## Work request
Repeat each line of the material below without change.

## Provided entries
——————

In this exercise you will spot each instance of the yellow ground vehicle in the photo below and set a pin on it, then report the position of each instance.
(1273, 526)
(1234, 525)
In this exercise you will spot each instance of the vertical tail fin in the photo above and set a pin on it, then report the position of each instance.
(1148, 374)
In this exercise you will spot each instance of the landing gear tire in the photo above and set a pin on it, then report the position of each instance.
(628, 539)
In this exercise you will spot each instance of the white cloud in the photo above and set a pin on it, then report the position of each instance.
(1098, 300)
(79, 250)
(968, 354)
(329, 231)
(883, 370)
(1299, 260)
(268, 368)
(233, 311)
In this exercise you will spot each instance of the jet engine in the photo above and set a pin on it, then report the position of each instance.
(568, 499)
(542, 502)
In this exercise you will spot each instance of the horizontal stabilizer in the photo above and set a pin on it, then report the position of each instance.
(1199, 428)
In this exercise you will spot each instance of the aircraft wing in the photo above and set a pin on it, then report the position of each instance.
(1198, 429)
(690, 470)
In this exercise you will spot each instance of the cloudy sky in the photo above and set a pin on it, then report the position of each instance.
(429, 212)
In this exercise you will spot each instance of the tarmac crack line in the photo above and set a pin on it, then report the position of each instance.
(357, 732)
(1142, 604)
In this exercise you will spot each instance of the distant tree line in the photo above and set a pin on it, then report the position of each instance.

——————

## Your solution
In this exercise you will spot each instance of the yellow ground vehicle in the photo below and set a pin on it, then report the position of each instance.
(1273, 526)
(1234, 525)
In this exercise you will spot each instance of the vertical tail fin in the photo above and set a pin on it, then report the position of each instance.
(1148, 374)
In this exercise you will spot each instance of the landing gear tire in the photo above and set a pin on it, then report the position of each instance.
(628, 539)
In this exercise you will spot each instance of the white cloud in the photo above and set a pin on it, then report the position of each instance.
(1098, 300)
(79, 250)
(968, 354)
(329, 231)
(883, 370)
(1299, 260)
(268, 368)
(233, 311)
In this exercise you will spot each instance of the jet engine in the photo above and set a pin on it, then report the position of each instance.
(568, 499)
(542, 502)
In this exercise you will spot each instance of the horizontal stabilizer in the photo above and set a pin on it, then report the position of each instance.
(1199, 428)
In this exercise you will spot each instance of the aircraft wing in the photo above and set a pin on it, then report the position of each instance.
(1198, 429)
(690, 470)
In this exercise you will spot each instance of the cloudy sky in the photo above and set a pin on it, then report the position of each instance.
(429, 212)
In this exercise you will spot each instance of the tarmac crack line in the photo above and set a pin on it, then report the position of each instance.
(357, 732)
(1142, 604)
In this exercise you will spot each instance of the distant tree line in the photo above and set a pin on it, then report the position of each instance.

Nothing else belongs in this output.